* begin Text passage *
12 November 2013

Pear Belle Helene Pavlova

Well not quite pear belle helene & not quite pavlova, but some sort of deliciousness in between.  I am more of meringue person so like my pav a little chewy & crunchy & little less marshmallowy, so my pavs tend a little towards a giant meringue! 

The favourite dessert of last summer was this brown sugar pavlova with whipped cream, raspberries & salted caramel sauce.  Mound everything on top & let everyone just tuck in & help themselves...it went down a treat.

I wanted a little variation, but still a craving for some salted caramel & came up with this pear, chocolate & caramel concoction. Pear Belle Helene, or Poire Belle Helene if we are being all French, is traditionally pears poached in sugar syrup & served with vanilla ice cream & chocolate syrup so I have taken a few liberties...it was the pears & chocolate that inspired this dessert. They may not be quite the classic beautiful pears but they were very, very good!

Pear Belle Helene Pavlova

Makes one large pavlova & 8 dinner guest & neighbours scoffed the lot!


6 egg whites at room temperature
380g 13oz raw sugar
4 tsp corn flour
2 tsp cider vinegar
1/2 tsp vanilla extract
750 ml cream, whipped to soft peaks
1 pear, cored & sliced
125g Whittaker’s Dark Ghana or other dark, bitter chocolate, melted

For the salted caramel sauce*

75 g / 3 oz unsalted butter
50 g / 2 oz soft light brown sugar
50 g / 2 oz caster sugar
50 gram 2 oz golden syrup
125 ml / 4.39 fl oz double cream
1 tsp good quality salt (not table salt)

*Severe Warning: This sauce is highly addictive after just one hit!


Pre heat your oven to 140C (no fan bake) / 275F & line a baking tray with baking parchment.

Place the egg whites in the bowl of a mixer & beat until you have stiff peaks & then gradually add the sugar.  Keep beating until the sugar is completely dissolved.  To check just rub a little meringue between your fingers. If you can still feel grains, beat a little longer until it feels completely smooth.
* end Text passage *
▸ **Set of tasks**
a) In the pear and chocolate pavlova recipe, what oven temperature is given?
b) Write the next part of the pear and chocolate pavlova recipe, picking up right after its last sentence.
* begin Collected material *
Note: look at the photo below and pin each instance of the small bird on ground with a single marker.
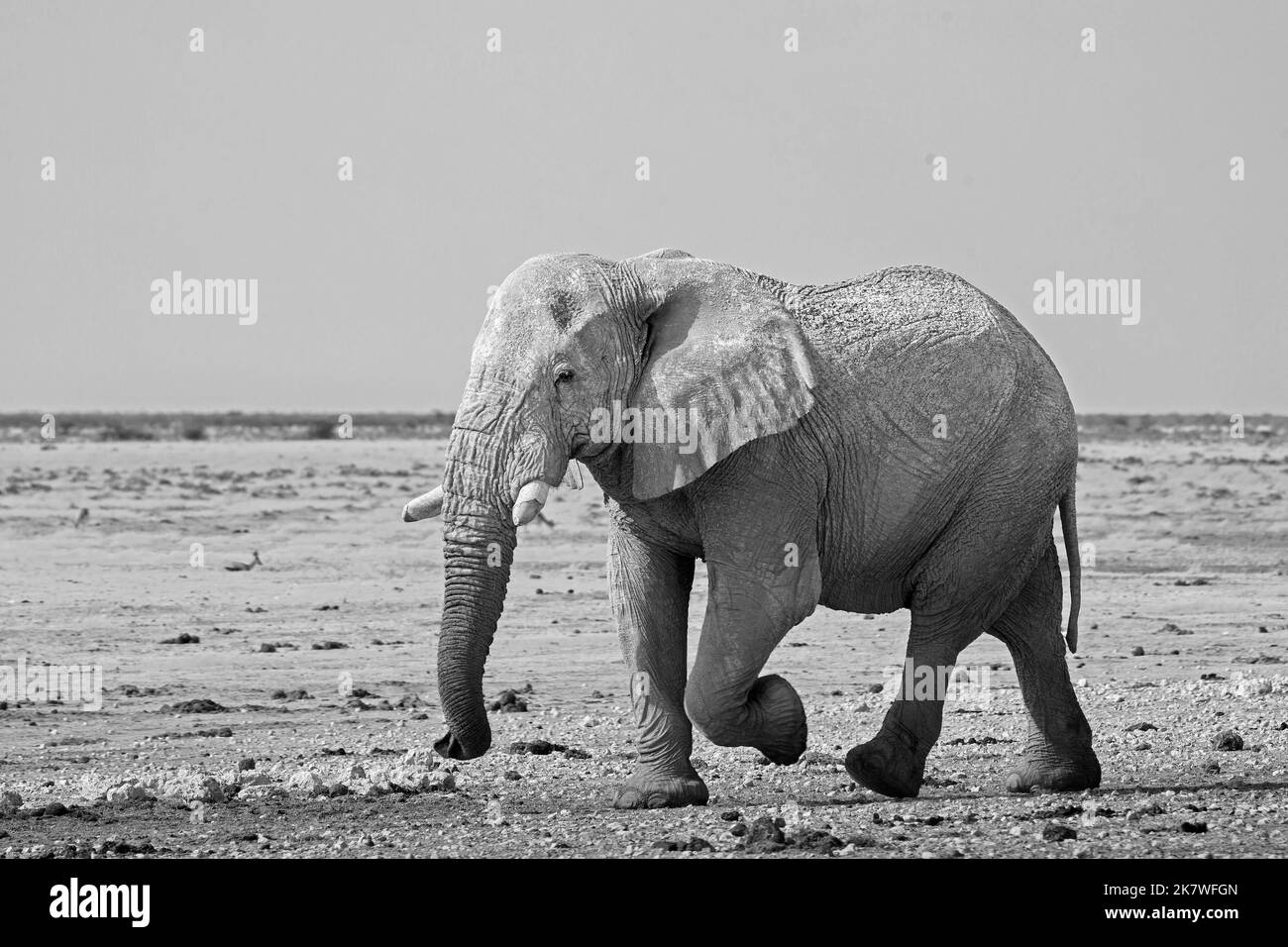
(245, 566)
* end Collected material *
▸ **Answers for this exercise**
a) 140C (no fan bake) / 275F

b)
Add the corn flour*, vinegar & vanilla & beat on low until all incorporated in to the meringue.

*If like me you like something that is somewhere between a pavlova & a meringue reduce the cornflour; I added 3 teaspoons.
Not quite smooth enough…keep beating!

Now this is a rustic pavlova; so gently turn out the meringue on to the baking tray & make a rough rectangle with swirls & peaks & troughs...all the better for holding all those lovely toppings.  Place in the oven & cook for one hour.*  Allow the meringue to cool completely before assembling & serving.

While the pavlova is cooking make the salted caramel sauce.  Place the butter, sugars, syrup & butter in a small saucepan over a medium low heat to melt.  Once melted simmer gently for 3 minutes, stirring now & again.

Add the cream & half a teaspoon of salt & stir again.  Taste, carefully as it will be hot! Add more salt if need be & cook gently for another minute.  Et voilà,  that is it.  In a matter of moments you will have what is  the most addictive sauce. I find if left on the stove top it is almost impossible not to just have a little taste every time I walk by.

*Again if like me you prefer a slightly “failed” pav with a little more crunch & a little more chew & little less marshmallowy just cook for a little longer, 5-10 minutes more.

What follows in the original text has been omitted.